_Activity_
Once you have reviewed the listing below, restate it word for word.

_Exercise input_
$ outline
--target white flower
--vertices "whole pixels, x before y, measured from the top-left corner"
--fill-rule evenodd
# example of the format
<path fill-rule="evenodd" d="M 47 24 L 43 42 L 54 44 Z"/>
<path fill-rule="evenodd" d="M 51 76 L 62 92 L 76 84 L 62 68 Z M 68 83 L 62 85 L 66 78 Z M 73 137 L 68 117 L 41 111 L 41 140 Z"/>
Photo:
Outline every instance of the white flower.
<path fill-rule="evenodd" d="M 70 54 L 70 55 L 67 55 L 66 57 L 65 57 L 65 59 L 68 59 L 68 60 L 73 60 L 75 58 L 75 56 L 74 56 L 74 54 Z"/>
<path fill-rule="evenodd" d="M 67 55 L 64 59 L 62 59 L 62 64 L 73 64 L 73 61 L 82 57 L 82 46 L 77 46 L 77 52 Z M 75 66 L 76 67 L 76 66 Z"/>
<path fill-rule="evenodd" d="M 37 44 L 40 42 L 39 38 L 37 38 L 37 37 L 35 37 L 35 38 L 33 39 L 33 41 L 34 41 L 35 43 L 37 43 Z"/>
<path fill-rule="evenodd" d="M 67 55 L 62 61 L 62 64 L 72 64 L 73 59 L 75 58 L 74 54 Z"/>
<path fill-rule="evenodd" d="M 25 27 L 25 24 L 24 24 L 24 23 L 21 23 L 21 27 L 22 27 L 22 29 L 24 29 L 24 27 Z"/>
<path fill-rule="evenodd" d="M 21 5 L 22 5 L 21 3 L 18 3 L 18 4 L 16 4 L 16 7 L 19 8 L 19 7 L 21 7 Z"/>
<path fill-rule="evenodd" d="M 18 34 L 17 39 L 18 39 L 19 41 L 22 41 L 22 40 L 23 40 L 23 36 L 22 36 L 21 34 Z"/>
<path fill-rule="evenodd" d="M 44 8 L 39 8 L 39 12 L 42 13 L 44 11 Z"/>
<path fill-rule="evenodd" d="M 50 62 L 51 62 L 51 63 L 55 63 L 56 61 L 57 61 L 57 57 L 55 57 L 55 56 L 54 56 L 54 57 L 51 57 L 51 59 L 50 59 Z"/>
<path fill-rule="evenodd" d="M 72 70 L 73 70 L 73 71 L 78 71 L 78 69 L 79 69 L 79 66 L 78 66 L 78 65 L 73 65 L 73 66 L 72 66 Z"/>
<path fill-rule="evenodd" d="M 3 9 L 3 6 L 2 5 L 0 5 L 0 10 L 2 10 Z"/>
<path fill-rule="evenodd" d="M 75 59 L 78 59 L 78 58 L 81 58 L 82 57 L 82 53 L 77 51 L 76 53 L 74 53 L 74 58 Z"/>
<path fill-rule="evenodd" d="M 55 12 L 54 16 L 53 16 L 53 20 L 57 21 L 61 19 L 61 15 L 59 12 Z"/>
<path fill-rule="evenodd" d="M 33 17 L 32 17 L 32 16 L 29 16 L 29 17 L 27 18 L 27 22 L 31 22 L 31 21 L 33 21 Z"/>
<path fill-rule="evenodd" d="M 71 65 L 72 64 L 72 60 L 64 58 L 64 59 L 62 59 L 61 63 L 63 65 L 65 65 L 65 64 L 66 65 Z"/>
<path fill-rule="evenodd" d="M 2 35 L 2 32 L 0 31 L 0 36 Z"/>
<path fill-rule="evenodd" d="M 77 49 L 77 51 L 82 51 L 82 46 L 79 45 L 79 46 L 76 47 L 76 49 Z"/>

_Task answer_
$ outline
--target white flower
--vertices "whole pixels, x before y, measured from the top-left corner"
--fill-rule evenodd
# example of the format
<path fill-rule="evenodd" d="M 47 24 L 43 42 L 54 44 Z"/>
<path fill-rule="evenodd" d="M 51 76 L 62 92 L 76 84 L 62 68 Z M 68 83 L 62 85 L 66 78 Z M 73 137 L 68 117 L 41 111 L 41 140 Z"/>
Photo:
Outline every instance of the white flower.
<path fill-rule="evenodd" d="M 70 54 L 70 55 L 67 55 L 66 57 L 65 57 L 65 59 L 68 59 L 68 60 L 73 60 L 75 58 L 75 56 L 74 56 L 74 54 Z"/>
<path fill-rule="evenodd" d="M 67 55 L 64 59 L 62 59 L 62 64 L 73 64 L 73 61 L 82 57 L 82 46 L 77 46 L 77 52 Z M 75 66 L 76 67 L 76 66 Z"/>
<path fill-rule="evenodd" d="M 37 44 L 40 42 L 39 38 L 37 38 L 37 37 L 35 37 L 35 38 L 33 39 L 33 41 L 34 41 L 35 43 L 37 43 Z"/>
<path fill-rule="evenodd" d="M 67 55 L 62 61 L 62 64 L 72 64 L 73 59 L 75 58 L 74 54 Z"/>
<path fill-rule="evenodd" d="M 25 27 L 25 24 L 24 24 L 24 23 L 21 23 L 21 27 L 22 27 L 22 29 L 24 29 L 24 27 Z"/>
<path fill-rule="evenodd" d="M 21 5 L 22 5 L 21 3 L 18 3 L 18 4 L 16 4 L 16 7 L 19 8 L 19 7 L 21 7 Z"/>
<path fill-rule="evenodd" d="M 18 34 L 17 39 L 18 39 L 19 41 L 22 41 L 22 40 L 23 40 L 23 36 L 22 36 L 21 34 Z"/>
<path fill-rule="evenodd" d="M 44 8 L 39 8 L 39 12 L 42 13 L 44 11 Z"/>
<path fill-rule="evenodd" d="M 50 62 L 51 62 L 51 63 L 55 63 L 56 61 L 57 61 L 57 57 L 55 57 L 55 56 L 54 56 L 54 57 L 51 57 L 51 59 L 50 59 Z"/>
<path fill-rule="evenodd" d="M 72 70 L 73 70 L 73 71 L 78 71 L 78 69 L 79 69 L 79 66 L 78 66 L 78 65 L 73 65 L 73 66 L 72 66 Z"/>
<path fill-rule="evenodd" d="M 3 9 L 3 6 L 2 5 L 0 5 L 0 10 L 2 10 Z"/>
<path fill-rule="evenodd" d="M 75 59 L 78 59 L 78 58 L 81 58 L 82 57 L 82 53 L 77 51 L 76 53 L 74 53 L 74 58 Z"/>
<path fill-rule="evenodd" d="M 55 12 L 54 16 L 53 16 L 53 20 L 57 21 L 61 19 L 61 15 L 59 12 Z"/>
<path fill-rule="evenodd" d="M 33 17 L 32 17 L 32 16 L 29 16 L 29 17 L 27 18 L 27 22 L 31 22 L 31 21 L 33 21 Z"/>
<path fill-rule="evenodd" d="M 71 65 L 72 64 L 72 60 L 64 58 L 64 59 L 62 59 L 61 63 L 63 65 L 65 65 L 65 64 L 66 65 Z"/>
<path fill-rule="evenodd" d="M 2 35 L 2 32 L 0 31 L 0 36 Z"/>
<path fill-rule="evenodd" d="M 77 49 L 77 51 L 82 51 L 82 46 L 79 45 L 79 46 L 76 47 L 76 49 Z"/>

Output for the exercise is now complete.